YOUR TASK:
Begin at the first line below and copy each line exactly, ending with the line where "Target: sirius satellite radio sign" appears.

EXCERPTED DATA:
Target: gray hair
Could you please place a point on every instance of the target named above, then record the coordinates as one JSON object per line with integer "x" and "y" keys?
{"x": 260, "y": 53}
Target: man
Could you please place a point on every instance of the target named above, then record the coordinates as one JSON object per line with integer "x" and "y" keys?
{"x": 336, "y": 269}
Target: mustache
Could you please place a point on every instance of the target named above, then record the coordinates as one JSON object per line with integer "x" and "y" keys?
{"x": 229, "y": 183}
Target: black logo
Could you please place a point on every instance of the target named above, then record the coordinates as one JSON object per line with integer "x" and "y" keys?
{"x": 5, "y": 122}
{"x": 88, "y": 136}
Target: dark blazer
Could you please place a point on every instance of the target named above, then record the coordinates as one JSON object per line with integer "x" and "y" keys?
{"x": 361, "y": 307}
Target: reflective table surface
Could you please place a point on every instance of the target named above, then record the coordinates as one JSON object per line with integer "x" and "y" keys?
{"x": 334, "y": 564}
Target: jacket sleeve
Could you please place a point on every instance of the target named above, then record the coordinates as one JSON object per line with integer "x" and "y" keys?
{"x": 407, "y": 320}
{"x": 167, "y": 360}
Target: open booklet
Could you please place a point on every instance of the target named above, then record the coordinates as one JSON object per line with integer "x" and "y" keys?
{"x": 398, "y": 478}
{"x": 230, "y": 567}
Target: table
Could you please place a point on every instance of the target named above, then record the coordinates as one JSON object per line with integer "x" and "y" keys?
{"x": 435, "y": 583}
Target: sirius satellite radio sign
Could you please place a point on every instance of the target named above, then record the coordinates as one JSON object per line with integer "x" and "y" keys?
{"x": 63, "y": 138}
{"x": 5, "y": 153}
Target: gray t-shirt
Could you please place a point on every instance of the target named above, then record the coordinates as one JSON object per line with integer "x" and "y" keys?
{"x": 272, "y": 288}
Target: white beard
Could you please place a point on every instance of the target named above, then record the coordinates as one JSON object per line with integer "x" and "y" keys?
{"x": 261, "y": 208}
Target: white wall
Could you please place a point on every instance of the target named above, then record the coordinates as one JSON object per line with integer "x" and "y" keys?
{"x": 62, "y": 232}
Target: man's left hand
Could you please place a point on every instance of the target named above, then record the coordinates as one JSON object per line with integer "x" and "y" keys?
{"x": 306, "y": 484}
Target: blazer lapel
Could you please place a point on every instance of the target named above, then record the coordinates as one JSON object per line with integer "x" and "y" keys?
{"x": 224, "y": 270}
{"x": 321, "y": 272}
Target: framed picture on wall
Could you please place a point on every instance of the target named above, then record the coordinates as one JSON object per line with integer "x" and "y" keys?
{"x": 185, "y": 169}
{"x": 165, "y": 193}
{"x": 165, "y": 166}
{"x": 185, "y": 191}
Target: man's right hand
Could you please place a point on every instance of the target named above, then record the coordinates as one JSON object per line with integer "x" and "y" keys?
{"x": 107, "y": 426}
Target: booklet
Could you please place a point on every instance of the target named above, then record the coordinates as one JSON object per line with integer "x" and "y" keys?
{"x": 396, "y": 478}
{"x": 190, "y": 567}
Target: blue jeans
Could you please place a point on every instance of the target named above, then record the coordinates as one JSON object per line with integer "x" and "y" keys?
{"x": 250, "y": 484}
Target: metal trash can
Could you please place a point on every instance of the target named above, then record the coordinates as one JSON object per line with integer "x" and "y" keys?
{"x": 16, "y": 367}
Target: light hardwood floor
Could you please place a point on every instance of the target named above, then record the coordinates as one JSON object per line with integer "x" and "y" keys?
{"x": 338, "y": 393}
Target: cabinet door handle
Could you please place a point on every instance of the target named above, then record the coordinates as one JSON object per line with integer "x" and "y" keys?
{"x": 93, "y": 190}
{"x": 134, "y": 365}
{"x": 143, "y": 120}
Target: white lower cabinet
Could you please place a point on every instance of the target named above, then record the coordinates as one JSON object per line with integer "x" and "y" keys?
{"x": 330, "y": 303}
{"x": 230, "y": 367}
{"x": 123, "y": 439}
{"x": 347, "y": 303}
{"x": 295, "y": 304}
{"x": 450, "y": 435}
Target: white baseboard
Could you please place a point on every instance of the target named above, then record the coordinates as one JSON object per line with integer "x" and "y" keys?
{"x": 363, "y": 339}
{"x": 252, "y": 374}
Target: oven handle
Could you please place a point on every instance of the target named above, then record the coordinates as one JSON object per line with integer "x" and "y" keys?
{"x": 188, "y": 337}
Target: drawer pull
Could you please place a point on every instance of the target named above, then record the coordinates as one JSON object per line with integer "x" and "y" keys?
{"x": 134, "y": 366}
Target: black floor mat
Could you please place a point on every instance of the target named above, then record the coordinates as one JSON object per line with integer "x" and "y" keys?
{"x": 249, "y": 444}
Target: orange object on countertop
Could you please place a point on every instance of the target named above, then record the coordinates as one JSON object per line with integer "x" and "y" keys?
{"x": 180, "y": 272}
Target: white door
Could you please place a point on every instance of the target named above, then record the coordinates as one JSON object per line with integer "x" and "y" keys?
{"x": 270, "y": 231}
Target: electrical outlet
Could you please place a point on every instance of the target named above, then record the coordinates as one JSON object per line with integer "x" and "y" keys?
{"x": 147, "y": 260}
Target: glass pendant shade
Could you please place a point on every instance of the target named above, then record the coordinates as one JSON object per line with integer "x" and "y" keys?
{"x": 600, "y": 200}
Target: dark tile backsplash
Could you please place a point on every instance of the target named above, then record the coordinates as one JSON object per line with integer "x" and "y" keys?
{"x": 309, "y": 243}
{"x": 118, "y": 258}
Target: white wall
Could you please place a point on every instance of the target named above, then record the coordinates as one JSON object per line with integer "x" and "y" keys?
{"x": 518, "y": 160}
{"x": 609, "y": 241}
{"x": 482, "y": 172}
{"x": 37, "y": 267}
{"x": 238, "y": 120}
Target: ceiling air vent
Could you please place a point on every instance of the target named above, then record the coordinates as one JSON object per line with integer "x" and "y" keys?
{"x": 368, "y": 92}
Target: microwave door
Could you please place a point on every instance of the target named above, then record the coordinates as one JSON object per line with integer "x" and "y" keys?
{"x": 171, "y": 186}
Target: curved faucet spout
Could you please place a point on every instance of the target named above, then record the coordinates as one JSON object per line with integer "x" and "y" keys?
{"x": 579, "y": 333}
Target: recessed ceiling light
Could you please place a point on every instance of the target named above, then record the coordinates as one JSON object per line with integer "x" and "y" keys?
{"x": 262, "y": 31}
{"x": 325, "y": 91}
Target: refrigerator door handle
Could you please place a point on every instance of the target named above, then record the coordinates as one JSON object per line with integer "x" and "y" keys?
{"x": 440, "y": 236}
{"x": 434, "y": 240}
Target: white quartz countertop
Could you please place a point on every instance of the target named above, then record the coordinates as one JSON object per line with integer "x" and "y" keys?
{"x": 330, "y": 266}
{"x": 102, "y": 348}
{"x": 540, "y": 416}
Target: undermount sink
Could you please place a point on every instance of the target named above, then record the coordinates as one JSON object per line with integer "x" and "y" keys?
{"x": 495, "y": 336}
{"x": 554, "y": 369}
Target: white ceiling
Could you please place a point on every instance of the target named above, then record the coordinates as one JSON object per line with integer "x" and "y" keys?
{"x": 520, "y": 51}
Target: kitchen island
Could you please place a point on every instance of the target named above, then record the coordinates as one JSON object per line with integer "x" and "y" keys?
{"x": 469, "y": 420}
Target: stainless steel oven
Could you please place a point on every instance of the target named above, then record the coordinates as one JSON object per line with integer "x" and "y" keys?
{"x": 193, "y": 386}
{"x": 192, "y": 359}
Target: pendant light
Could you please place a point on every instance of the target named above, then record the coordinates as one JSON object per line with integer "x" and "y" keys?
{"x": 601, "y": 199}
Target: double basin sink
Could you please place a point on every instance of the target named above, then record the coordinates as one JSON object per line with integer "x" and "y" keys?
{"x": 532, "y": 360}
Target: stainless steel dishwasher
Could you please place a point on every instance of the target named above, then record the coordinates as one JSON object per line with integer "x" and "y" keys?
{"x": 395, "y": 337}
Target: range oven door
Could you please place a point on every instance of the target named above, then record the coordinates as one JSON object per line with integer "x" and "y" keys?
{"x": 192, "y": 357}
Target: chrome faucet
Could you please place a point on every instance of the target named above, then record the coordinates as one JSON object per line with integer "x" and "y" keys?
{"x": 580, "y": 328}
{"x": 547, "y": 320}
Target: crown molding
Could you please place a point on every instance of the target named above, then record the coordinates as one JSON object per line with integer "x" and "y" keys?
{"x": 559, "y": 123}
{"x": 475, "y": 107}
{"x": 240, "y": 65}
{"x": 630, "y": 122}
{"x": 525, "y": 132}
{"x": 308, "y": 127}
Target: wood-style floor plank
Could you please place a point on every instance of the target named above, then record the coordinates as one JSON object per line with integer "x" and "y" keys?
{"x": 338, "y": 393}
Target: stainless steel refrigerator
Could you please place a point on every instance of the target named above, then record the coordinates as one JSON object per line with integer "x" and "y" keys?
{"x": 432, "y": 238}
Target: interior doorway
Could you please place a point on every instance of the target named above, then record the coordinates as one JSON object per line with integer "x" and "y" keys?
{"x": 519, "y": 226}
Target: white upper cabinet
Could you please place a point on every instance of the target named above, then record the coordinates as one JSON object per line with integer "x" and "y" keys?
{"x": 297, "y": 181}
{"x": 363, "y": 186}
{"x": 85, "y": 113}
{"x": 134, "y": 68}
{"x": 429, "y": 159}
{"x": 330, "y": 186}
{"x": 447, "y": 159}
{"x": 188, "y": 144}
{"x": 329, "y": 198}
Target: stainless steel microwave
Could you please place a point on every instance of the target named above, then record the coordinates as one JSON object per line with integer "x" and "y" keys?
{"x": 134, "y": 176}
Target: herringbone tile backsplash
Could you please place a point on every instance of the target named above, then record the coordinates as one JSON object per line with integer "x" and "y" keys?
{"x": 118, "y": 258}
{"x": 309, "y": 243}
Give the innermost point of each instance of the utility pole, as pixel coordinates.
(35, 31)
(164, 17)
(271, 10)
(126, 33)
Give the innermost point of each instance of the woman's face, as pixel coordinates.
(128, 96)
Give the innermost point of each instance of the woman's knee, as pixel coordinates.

RESPONSE TO THIS EXERCISE:
Target: gray hair
Could you please place a point on every instance of the target named above, then record the coordinates as one JSON object per line with integer "x" and "y" keys?
{"x": 260, "y": 53}
Target: man
Could you please place a point on every instance of the target named above, then record the coordinates as one JSON object per line with integer "x" and "y" keys?
{"x": 336, "y": 269}
Target: mustache
Could you please place a point on every instance of the target named above, then record the coordinates as one JSON object per line with integer "x" and "y" keys?
{"x": 229, "y": 183}
Target: black logo
Could you please place a point on every instance of the target named above, then record the coordinates as one JSON object per line with integer "x" and "y" keys?
{"x": 5, "y": 122}
{"x": 88, "y": 136}
Target: dark blazer
Could you please place a point on every instance of the target named above, then record the coordinates as one JSON object per line with integer "x" and "y" keys?
{"x": 361, "y": 307}
Target: reflective table surface
Could you please place a point on every instance of the target named above, then record the coordinates as one JSON object per line with integer "x" and "y" keys?
{"x": 334, "y": 564}
Target: jacket sleeve
Could you please place a point on every instance of the target named above, then record the coordinates as one JSON object per line with integer "x" and "y" keys?
{"x": 407, "y": 320}
{"x": 167, "y": 360}
Target: open booklet
Could you please place a point on every instance of the target named above, then record the coordinates as one JSON object per line with integer "x" and "y" keys?
{"x": 398, "y": 478}
{"x": 230, "y": 567}
Target: table
Could you please place a point on every instance of the target named above, then record the coordinates as one JSON object per line with integer "x" and "y" keys?
{"x": 435, "y": 583}
Target: sirius satellite radio sign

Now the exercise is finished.